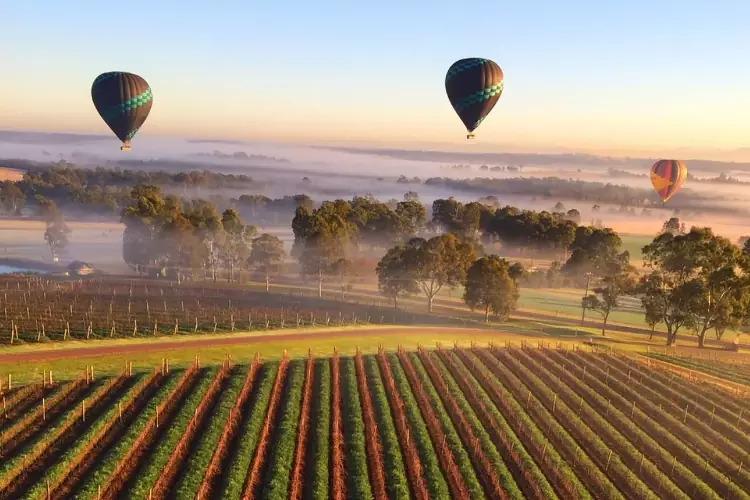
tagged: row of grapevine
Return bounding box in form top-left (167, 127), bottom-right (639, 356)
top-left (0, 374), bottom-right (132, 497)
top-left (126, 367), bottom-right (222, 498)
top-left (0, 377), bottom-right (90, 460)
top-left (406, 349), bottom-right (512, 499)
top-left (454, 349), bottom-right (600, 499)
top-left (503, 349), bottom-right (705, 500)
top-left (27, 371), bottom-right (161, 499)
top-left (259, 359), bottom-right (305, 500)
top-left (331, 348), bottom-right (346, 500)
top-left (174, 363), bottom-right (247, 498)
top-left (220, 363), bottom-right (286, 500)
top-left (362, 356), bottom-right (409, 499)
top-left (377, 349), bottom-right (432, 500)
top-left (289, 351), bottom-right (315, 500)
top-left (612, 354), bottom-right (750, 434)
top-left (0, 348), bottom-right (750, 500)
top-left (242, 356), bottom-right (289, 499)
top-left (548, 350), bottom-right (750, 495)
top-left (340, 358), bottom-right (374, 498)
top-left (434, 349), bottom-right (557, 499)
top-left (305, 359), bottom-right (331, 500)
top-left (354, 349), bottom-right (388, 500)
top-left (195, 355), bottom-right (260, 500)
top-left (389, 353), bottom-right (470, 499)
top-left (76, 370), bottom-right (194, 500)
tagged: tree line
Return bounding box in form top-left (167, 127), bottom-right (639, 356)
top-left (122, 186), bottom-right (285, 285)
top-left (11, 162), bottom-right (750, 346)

==========

▶ Exercise
Extract every line of the entries above verbatim, leaving the pictures out.

▶ Written solution
tagged: row of grapevine
Return bounding box in form top-left (167, 127), bottom-right (639, 356)
top-left (0, 374), bottom-right (132, 497)
top-left (126, 367), bottom-right (222, 498)
top-left (0, 377), bottom-right (90, 460)
top-left (406, 349), bottom-right (512, 499)
top-left (454, 349), bottom-right (600, 499)
top-left (503, 349), bottom-right (705, 500)
top-left (27, 371), bottom-right (161, 499)
top-left (259, 359), bottom-right (305, 500)
top-left (331, 348), bottom-right (346, 500)
top-left (174, 363), bottom-right (247, 498)
top-left (220, 363), bottom-right (286, 500)
top-left (362, 356), bottom-right (409, 499)
top-left (377, 349), bottom-right (432, 500)
top-left (289, 351), bottom-right (315, 500)
top-left (612, 354), bottom-right (750, 434)
top-left (0, 348), bottom-right (750, 500)
top-left (242, 356), bottom-right (289, 499)
top-left (548, 350), bottom-right (750, 495)
top-left (340, 358), bottom-right (374, 498)
top-left (434, 349), bottom-right (557, 499)
top-left (305, 359), bottom-right (331, 500)
top-left (354, 349), bottom-right (388, 500)
top-left (195, 355), bottom-right (260, 500)
top-left (389, 353), bottom-right (470, 499)
top-left (76, 370), bottom-right (194, 500)
tagged: tree line
Return bounding box in form top-left (167, 127), bottom-right (639, 356)
top-left (122, 186), bottom-right (285, 285)
top-left (11, 162), bottom-right (750, 346)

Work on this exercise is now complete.